# [Texto para leitura]
Sallekhanā: Morte Sábia (Pandita Marana) ou Morte Ignorante (Ajnāna Marana)?

            Os textos jainistas afirmam que a morte através do jejum religioso até a morte (Sallekhanā) é a maneira sábia de morrer (Pandita Marana), uma vez que prepara o destino do aspirante para uma próxima vida melhor ou para a libertação (Moksha), então todas as outras bilhões de mortes ocorridas até hoje, sem a prática deste ritual, foram formas ignorantes de morrer. Consequentemente, só os janistas morrem sabiamente, portanto, apenas os jainistas, os quais são minoria, estão certos e o resto da população mundial, o qual é a imensa maioria, está errado.

            Em função da mentalidade habitualmente crédula dos religiosos, quase todos pensam que a maneira sábia que executar uma ação é aquela que é feita de acordo com as crenças da sua religião. Consequentemente, a ação em desacordo com as suas crenças é a ação ignorante, ou seja, a ação ortodoxa é a ação sábia, enquanto a ação herege é a ação ignorante. Assim, então, crença é identificada com sabedoria.

# [Dados para revisão]
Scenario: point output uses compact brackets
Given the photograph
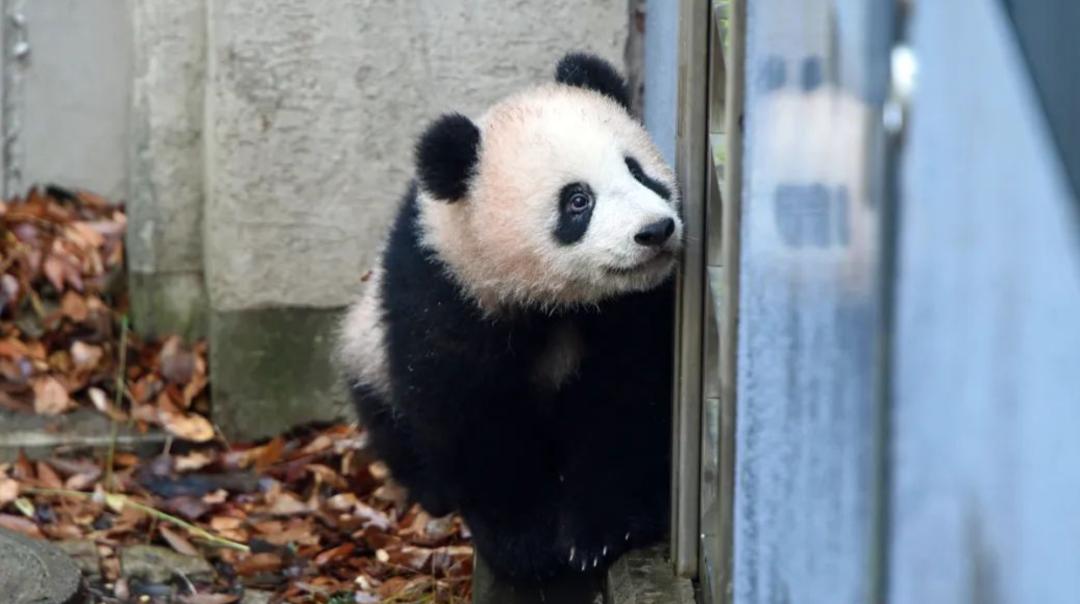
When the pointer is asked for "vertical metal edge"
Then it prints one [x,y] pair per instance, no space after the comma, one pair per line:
[895,13]
[691,160]
[729,329]
[4,38]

# [Perguntas]
- A) Traduza para o inglês esta frase do texto sobre Sallekhanā: "Assim, então, crença é identificada com sabedoria."
- B) Transcreva o trecho do texto sobre Sallekhanā que vai de "Sallekhanā: Morte Sábia" até "maioria, está errado.".

# [Respostas por tarefa]
- A) Thus, then, belief is identified with wisdom.

- B)
Sallekhanā: Morte Sábia (Pandita Marana) ou Morte Ignorante (Ajnāna Marana)?

            Os textos jainistas afirmam que a morte através do jejum religioso até a morte (Sallekhanā) é a maneira sábia de morrer (Pandita Marana), uma vez que prepara o destino do aspirante para uma próxima vida melhor ou para a libertação (Moksha), então todas as outras bilhões de mortes ocorridas até hoje, sem a prática deste ritual, foram formas ignorantes de morrer. Consequentemente, só os janistas morrem sabiamente, portanto, apenas os jainistas, os quais são minoria, estão certos e o resto da população mundial, o qual é a imensa maioria, está errado.